WHAT IS REQUIRED —
Edit the records by replacing each "instance" with "occurrence", and keep every other character the same.

EXTRACTED RECORDS —
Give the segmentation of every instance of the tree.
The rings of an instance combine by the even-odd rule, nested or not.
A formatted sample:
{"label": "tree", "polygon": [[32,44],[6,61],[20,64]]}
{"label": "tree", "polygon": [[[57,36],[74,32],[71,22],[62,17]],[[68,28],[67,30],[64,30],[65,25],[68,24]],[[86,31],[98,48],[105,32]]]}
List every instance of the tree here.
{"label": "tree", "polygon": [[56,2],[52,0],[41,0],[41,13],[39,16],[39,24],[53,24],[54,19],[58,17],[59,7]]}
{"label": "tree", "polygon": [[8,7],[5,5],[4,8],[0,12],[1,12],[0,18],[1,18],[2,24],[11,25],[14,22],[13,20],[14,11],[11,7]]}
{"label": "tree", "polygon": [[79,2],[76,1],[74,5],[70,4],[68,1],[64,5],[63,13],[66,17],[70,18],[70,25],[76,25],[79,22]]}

EXPECTED ANSWER —
Give the segmentation of every occurrence of the tree.
The rings of an occurrence combine by the even-odd rule, nested or not.
A formatted sample:
{"label": "tree", "polygon": [[32,44],[6,61],[20,64]]}
{"label": "tree", "polygon": [[[57,36],[74,32],[71,22],[62,17]],[[68,28],[67,30],[64,30],[65,25],[68,24]],[[86,31],[98,48],[105,32]]]}
List every occurrence of the tree here.
{"label": "tree", "polygon": [[56,2],[52,0],[41,0],[41,13],[39,16],[39,24],[53,24],[54,19],[58,17],[59,7]]}
{"label": "tree", "polygon": [[8,7],[5,5],[4,8],[0,12],[1,12],[0,18],[1,18],[2,24],[11,25],[14,22],[13,20],[14,11],[11,7]]}
{"label": "tree", "polygon": [[79,2],[76,1],[74,5],[70,4],[68,1],[64,5],[63,13],[66,17],[70,18],[70,25],[76,25],[79,22]]}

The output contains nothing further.